Data listing
## start
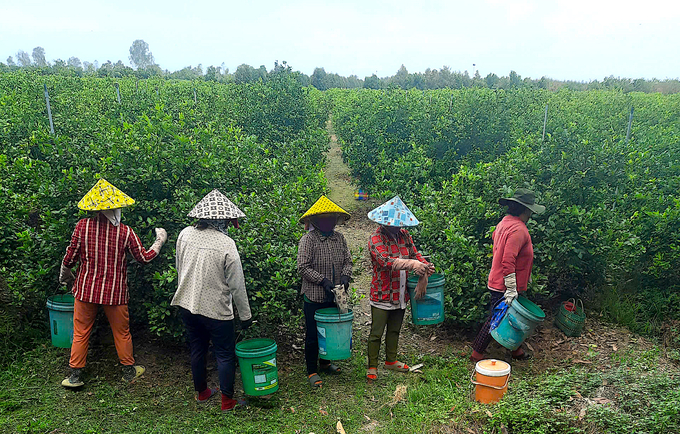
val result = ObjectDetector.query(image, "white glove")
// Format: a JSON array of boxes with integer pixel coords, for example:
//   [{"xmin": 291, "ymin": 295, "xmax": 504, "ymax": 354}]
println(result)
[
  {"xmin": 59, "ymin": 262, "xmax": 76, "ymax": 285},
  {"xmin": 392, "ymin": 258, "xmax": 430, "ymax": 276},
  {"xmin": 149, "ymin": 228, "xmax": 168, "ymax": 253},
  {"xmin": 503, "ymin": 273, "xmax": 518, "ymax": 306}
]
## end
### GOAL OF THE EXERCISE
Express every line of the records above as a JSON list of strings, one string per line, omitting blank lines and leaving the pictures out.

### RESULT OF THIS TASK
[
  "val result = ObjectDetector.query(image, \"white glove\")",
  "// Format: a JSON array of boxes with integer pixel coords, for example:",
  "//   [{\"xmin\": 291, \"ymin\": 295, \"xmax\": 504, \"ymax\": 354}]",
  "println(result)",
  "[",
  "  {\"xmin\": 59, \"ymin\": 262, \"xmax\": 76, \"ymax\": 285},",
  "  {\"xmin\": 392, \"ymin\": 258, \"xmax\": 430, \"ymax\": 276},",
  "  {\"xmin\": 149, \"ymin\": 228, \"xmax\": 168, \"ymax\": 253},",
  "  {\"xmin\": 503, \"ymin\": 273, \"xmax\": 518, \"ymax\": 306}",
  "]"
]